*WHAT YOU WILL DO:* Please retype, unchanged, the part of the Hebrews commentary below that begins at the words "Such a posture" and stops after "Notes and Essays.".

*SUPPLIED TEXT:*
-*-

The appeal to scriptural authority is cited from Proverbs 3:11-12. The pain of applying physical exercise and therapy to impaired limbs provides a striking analogy to the spiritual impairment handicapping the readers (vv. 11-13). Focus on the possibility of their coming up short on grace (v. 16) highlights the sad but all too common tragedy in the spiritual realm of a dull, complacent spirit. Apparently the readers were being forced out of their perceived comfort zone in Judaism. They, like we, must risk all to experience the total sufficiency of Jesus, their eternal high priest for this life and the next.
The Final Shaking of All Things. Chapter 12 concludes on a somber eschatological note (vv. 18-29), with the reminder that God has spoken his ultimate word in Jesus, through the sprinkling of the blood he offered up as the mediator of the new covenant (v. 24). There is a strong affirmation here of the words of Jesus (Matt 24:35), that though heaven and earth pass away, "my words will never pass away."
It was on this very theme that the epistle opened. God, who first spoke to his people through various ways and means in former times, has in these last days spoken to us in a Son (1:1-2). Here the contrast is between the fiery blackness of earthly Mount Sinai on the one hand, and the radiant glory of the heavenly Jerusalem on the other. As his voice shook the earth in the former setting, his final word will shake all things (Hag 2:6). The dissolution of the physical universe will make way for the eternal order to appear in all of its glorious permanence.
The exhortation "let us be thankful" (v. 28) occurs again as a reminder that there is no way for mortals to render God acceptable service except through grace (Rom 12:1). Only through grace can we lay hold of his eternal kingdom.
Exhortation to Be Content. Hebrews 13 conveys the image of a practical postscript. That a group of people under the particular pressures suggested by this letter should be challenged to be content is understandable. They were apparently of some affluence (10:32-34) and their earthly way of life was clearly in jeopardy. To be coveteous of more favorable, secure circumstances would have been only too natural.
As earlier in the letter, so here the call is to focus on the sufficiency of Jesus our eternal high priest (vv. 8-15). True contentment comes from being anchored to the promises of God. If we have the assurance that he, the eternal One, will never leave or forsake us, we are insulated against the fear of man.
Such a posture can only result from a heart that is established by grace rather than on external ritual. God's unconditional acceptance of us by virtue of the priestly achievement of Jesus has been the primary point of contact for the author throughout the epistle in seeking to motivate the readers to accept their high privilege and responsibility of persevering to the end.
Leonard S. Walmark
Bibliography. G. L. Archer, Jr., The Epistle to the Hebrews: A Study Manual; F. F. Bruce, The Epistle to the Hebrews; T. Hewitt, The Epistle to the Hebrews: An Introduction and Commentary; W. L. Lane, Call to Commitment: Responding to the Message of Hebrews; B. F. Westcott, The Epistle to the Hebrews: The Greek Text with Notes and Essays.

-*-

Recorded data
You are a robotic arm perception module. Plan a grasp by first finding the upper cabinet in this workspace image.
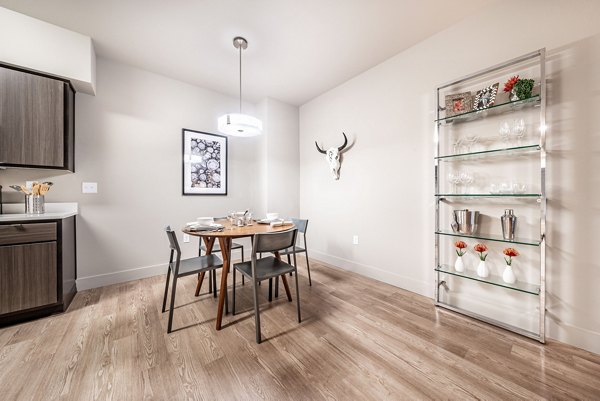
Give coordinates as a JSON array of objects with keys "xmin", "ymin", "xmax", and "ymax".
[{"xmin": 0, "ymin": 67, "xmax": 75, "ymax": 171}]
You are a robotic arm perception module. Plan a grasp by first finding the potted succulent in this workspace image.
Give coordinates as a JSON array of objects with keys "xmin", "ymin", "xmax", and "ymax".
[
  {"xmin": 454, "ymin": 241, "xmax": 467, "ymax": 273},
  {"xmin": 504, "ymin": 75, "xmax": 535, "ymax": 102},
  {"xmin": 502, "ymin": 248, "xmax": 519, "ymax": 284},
  {"xmin": 473, "ymin": 244, "xmax": 490, "ymax": 278}
]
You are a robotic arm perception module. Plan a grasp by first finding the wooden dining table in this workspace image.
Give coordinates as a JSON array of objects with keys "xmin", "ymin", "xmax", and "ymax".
[{"xmin": 182, "ymin": 219, "xmax": 294, "ymax": 330}]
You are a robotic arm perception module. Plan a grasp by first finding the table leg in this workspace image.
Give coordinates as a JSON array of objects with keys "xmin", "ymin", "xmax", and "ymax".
[
  {"xmin": 216, "ymin": 237, "xmax": 231, "ymax": 330},
  {"xmin": 275, "ymin": 252, "xmax": 292, "ymax": 302},
  {"xmin": 194, "ymin": 237, "xmax": 215, "ymax": 296}
]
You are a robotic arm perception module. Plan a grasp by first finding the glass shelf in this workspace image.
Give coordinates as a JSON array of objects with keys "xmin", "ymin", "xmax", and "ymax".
[
  {"xmin": 435, "ymin": 265, "xmax": 540, "ymax": 295},
  {"xmin": 435, "ymin": 194, "xmax": 542, "ymax": 198},
  {"xmin": 435, "ymin": 230, "xmax": 542, "ymax": 246},
  {"xmin": 434, "ymin": 95, "xmax": 540, "ymax": 125},
  {"xmin": 435, "ymin": 145, "xmax": 541, "ymax": 161}
]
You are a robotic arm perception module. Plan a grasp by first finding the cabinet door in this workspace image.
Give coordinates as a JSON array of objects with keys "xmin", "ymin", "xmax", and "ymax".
[
  {"xmin": 0, "ymin": 68, "xmax": 65, "ymax": 167},
  {"xmin": 0, "ymin": 242, "xmax": 57, "ymax": 314}
]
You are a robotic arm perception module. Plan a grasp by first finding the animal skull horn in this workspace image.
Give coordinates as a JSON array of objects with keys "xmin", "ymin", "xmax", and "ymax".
[{"xmin": 315, "ymin": 132, "xmax": 348, "ymax": 180}]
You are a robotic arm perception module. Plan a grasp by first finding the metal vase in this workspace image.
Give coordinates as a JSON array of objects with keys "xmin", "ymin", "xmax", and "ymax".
[{"xmin": 500, "ymin": 209, "xmax": 517, "ymax": 241}]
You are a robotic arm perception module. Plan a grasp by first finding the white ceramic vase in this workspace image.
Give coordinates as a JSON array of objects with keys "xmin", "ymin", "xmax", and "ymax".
[
  {"xmin": 477, "ymin": 260, "xmax": 490, "ymax": 278},
  {"xmin": 502, "ymin": 265, "xmax": 517, "ymax": 284},
  {"xmin": 454, "ymin": 256, "xmax": 465, "ymax": 273}
]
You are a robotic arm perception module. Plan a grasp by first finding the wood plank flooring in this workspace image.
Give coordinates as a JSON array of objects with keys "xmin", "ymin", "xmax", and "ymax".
[{"xmin": 0, "ymin": 258, "xmax": 600, "ymax": 401}]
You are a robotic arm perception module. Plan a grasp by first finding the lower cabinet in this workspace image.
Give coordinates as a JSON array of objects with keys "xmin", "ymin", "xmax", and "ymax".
[
  {"xmin": 0, "ymin": 217, "xmax": 77, "ymax": 325},
  {"xmin": 0, "ymin": 241, "xmax": 58, "ymax": 314}
]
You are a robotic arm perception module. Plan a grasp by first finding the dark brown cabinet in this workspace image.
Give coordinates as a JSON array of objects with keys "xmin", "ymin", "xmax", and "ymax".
[
  {"xmin": 0, "ymin": 217, "xmax": 77, "ymax": 325},
  {"xmin": 0, "ymin": 67, "xmax": 75, "ymax": 171}
]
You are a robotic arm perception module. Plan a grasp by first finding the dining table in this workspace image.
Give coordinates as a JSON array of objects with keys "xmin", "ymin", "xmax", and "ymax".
[{"xmin": 182, "ymin": 219, "xmax": 294, "ymax": 330}]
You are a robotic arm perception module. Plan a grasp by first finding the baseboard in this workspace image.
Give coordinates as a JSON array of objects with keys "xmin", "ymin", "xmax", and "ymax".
[
  {"xmin": 310, "ymin": 249, "xmax": 433, "ymax": 298},
  {"xmin": 77, "ymin": 264, "xmax": 167, "ymax": 291}
]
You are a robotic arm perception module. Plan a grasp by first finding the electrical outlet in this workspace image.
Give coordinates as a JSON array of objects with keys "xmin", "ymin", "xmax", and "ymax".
[{"xmin": 81, "ymin": 182, "xmax": 98, "ymax": 194}]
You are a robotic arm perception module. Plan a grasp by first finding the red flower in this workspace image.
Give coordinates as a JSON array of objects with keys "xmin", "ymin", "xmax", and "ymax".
[
  {"xmin": 454, "ymin": 241, "xmax": 467, "ymax": 249},
  {"xmin": 473, "ymin": 244, "xmax": 487, "ymax": 253},
  {"xmin": 504, "ymin": 75, "xmax": 519, "ymax": 92}
]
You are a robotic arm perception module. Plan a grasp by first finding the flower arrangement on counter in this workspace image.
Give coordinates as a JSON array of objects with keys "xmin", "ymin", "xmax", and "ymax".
[
  {"xmin": 502, "ymin": 248, "xmax": 519, "ymax": 266},
  {"xmin": 454, "ymin": 241, "xmax": 467, "ymax": 256},
  {"xmin": 504, "ymin": 75, "xmax": 535, "ymax": 101},
  {"xmin": 473, "ymin": 244, "xmax": 488, "ymax": 262}
]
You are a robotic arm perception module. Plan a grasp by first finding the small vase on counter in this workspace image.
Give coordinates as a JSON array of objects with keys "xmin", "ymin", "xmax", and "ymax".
[
  {"xmin": 502, "ymin": 265, "xmax": 517, "ymax": 284},
  {"xmin": 477, "ymin": 260, "xmax": 490, "ymax": 278},
  {"xmin": 454, "ymin": 256, "xmax": 465, "ymax": 273}
]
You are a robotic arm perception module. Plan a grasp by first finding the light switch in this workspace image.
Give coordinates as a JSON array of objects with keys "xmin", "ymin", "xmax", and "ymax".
[{"xmin": 81, "ymin": 182, "xmax": 98, "ymax": 194}]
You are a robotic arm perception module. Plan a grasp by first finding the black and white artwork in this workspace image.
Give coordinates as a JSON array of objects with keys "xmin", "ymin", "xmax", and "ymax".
[
  {"xmin": 473, "ymin": 83, "xmax": 499, "ymax": 110},
  {"xmin": 183, "ymin": 129, "xmax": 227, "ymax": 195}
]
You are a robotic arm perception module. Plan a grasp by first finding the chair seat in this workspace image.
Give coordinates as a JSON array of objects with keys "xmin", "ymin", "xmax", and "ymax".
[
  {"xmin": 170, "ymin": 254, "xmax": 223, "ymax": 276},
  {"xmin": 233, "ymin": 256, "xmax": 296, "ymax": 281},
  {"xmin": 279, "ymin": 246, "xmax": 306, "ymax": 255},
  {"xmin": 200, "ymin": 241, "xmax": 244, "ymax": 252}
]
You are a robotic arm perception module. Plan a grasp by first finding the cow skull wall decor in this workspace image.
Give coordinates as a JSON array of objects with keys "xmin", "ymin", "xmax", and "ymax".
[{"xmin": 315, "ymin": 132, "xmax": 348, "ymax": 180}]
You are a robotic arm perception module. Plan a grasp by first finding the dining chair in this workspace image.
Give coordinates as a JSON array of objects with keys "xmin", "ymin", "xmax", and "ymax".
[
  {"xmin": 275, "ymin": 218, "xmax": 312, "ymax": 286},
  {"xmin": 196, "ymin": 217, "xmax": 245, "ymax": 298},
  {"xmin": 162, "ymin": 226, "xmax": 223, "ymax": 333},
  {"xmin": 231, "ymin": 228, "xmax": 301, "ymax": 344}
]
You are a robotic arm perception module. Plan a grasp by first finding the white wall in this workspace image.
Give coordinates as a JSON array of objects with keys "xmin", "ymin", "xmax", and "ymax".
[
  {"xmin": 0, "ymin": 7, "xmax": 96, "ymax": 95},
  {"xmin": 300, "ymin": 0, "xmax": 600, "ymax": 352},
  {"xmin": 0, "ymin": 59, "xmax": 265, "ymax": 290},
  {"xmin": 258, "ymin": 98, "xmax": 300, "ymax": 217}
]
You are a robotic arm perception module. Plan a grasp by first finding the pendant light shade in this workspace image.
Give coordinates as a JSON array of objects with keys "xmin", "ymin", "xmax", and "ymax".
[
  {"xmin": 218, "ymin": 36, "xmax": 262, "ymax": 137},
  {"xmin": 219, "ymin": 113, "xmax": 262, "ymax": 136}
]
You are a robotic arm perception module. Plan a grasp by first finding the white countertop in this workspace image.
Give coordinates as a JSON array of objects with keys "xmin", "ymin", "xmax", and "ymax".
[{"xmin": 0, "ymin": 203, "xmax": 79, "ymax": 223}]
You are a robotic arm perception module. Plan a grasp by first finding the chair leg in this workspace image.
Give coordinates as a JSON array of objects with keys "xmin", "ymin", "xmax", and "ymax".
[
  {"xmin": 240, "ymin": 247, "xmax": 246, "ymax": 285},
  {"xmin": 231, "ymin": 267, "xmax": 237, "ymax": 316},
  {"xmin": 163, "ymin": 266, "xmax": 171, "ymax": 313},
  {"xmin": 167, "ymin": 275, "xmax": 177, "ymax": 333},
  {"xmin": 304, "ymin": 249, "xmax": 312, "ymax": 286},
  {"xmin": 269, "ymin": 278, "xmax": 273, "ymax": 302},
  {"xmin": 252, "ymin": 277, "xmax": 261, "ymax": 344},
  {"xmin": 295, "ymin": 269, "xmax": 302, "ymax": 323},
  {"xmin": 213, "ymin": 270, "xmax": 217, "ymax": 298}
]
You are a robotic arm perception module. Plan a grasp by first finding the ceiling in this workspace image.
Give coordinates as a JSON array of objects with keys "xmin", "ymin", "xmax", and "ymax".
[{"xmin": 0, "ymin": 0, "xmax": 496, "ymax": 105}]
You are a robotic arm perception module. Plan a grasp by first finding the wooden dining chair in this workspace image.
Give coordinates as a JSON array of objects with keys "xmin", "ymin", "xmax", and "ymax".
[
  {"xmin": 276, "ymin": 218, "xmax": 312, "ymax": 284},
  {"xmin": 196, "ymin": 217, "xmax": 244, "ymax": 298},
  {"xmin": 162, "ymin": 226, "xmax": 223, "ymax": 333},
  {"xmin": 232, "ymin": 228, "xmax": 301, "ymax": 344}
]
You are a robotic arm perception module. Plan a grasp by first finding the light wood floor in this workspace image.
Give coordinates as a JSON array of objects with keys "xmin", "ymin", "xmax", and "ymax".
[{"xmin": 0, "ymin": 259, "xmax": 600, "ymax": 401}]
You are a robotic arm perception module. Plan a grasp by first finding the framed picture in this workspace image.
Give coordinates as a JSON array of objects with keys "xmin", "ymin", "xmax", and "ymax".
[
  {"xmin": 446, "ymin": 92, "xmax": 473, "ymax": 117},
  {"xmin": 183, "ymin": 128, "xmax": 227, "ymax": 195},
  {"xmin": 474, "ymin": 83, "xmax": 499, "ymax": 110}
]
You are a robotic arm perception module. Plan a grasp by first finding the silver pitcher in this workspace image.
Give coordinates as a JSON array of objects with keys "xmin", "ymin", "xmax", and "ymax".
[
  {"xmin": 500, "ymin": 209, "xmax": 517, "ymax": 241},
  {"xmin": 450, "ymin": 209, "xmax": 479, "ymax": 235}
]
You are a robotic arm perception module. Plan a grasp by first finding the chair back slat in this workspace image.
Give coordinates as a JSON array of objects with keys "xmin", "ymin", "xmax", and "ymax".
[
  {"xmin": 291, "ymin": 218, "xmax": 308, "ymax": 234},
  {"xmin": 165, "ymin": 226, "xmax": 181, "ymax": 253},
  {"xmin": 252, "ymin": 228, "xmax": 298, "ymax": 253}
]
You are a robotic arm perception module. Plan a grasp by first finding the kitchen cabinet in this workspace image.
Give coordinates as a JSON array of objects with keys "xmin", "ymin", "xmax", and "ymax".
[
  {"xmin": 0, "ymin": 67, "xmax": 75, "ymax": 171},
  {"xmin": 0, "ymin": 217, "xmax": 76, "ymax": 325}
]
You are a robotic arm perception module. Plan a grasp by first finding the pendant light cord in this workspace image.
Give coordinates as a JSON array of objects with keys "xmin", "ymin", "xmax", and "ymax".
[{"xmin": 240, "ymin": 45, "xmax": 242, "ymax": 114}]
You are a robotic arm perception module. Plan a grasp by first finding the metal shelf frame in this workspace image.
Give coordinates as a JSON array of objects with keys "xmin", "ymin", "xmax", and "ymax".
[{"xmin": 433, "ymin": 48, "xmax": 547, "ymax": 343}]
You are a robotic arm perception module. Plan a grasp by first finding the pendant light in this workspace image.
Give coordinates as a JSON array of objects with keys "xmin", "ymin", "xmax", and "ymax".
[{"xmin": 218, "ymin": 36, "xmax": 262, "ymax": 137}]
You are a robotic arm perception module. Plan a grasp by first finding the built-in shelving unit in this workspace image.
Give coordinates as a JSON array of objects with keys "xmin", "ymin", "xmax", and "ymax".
[{"xmin": 434, "ymin": 49, "xmax": 546, "ymax": 343}]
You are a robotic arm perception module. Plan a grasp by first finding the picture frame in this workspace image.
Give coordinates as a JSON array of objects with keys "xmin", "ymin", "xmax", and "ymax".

-*-

*RESULT FOR THIS EXERCISE:*
Such a posture can only result from a heart that is established by grace rather than on external ritual. God's unconditional acceptance of us by virtue of the priestly achievement of Jesus has been the primary point of contact for the author throughout the epistle in seeking to motivate the readers to accept their high privilege and responsibility of persevering to the end.
Leonard S. Walmark
Bibliography. G. L. Archer, Jr., The Epistle to the Hebrews: A Study Manual; F. F. Bruce, The Epistle to the Hebrews; T. Hewitt, The Epistle to the Hebrews: An Introduction and Commentary; W. L. Lane, Call to Commitment: Responding to the Message of Hebrews; B. F. Westcott, The Epistle to the Hebrews: The Greek Text with Notes and Essays.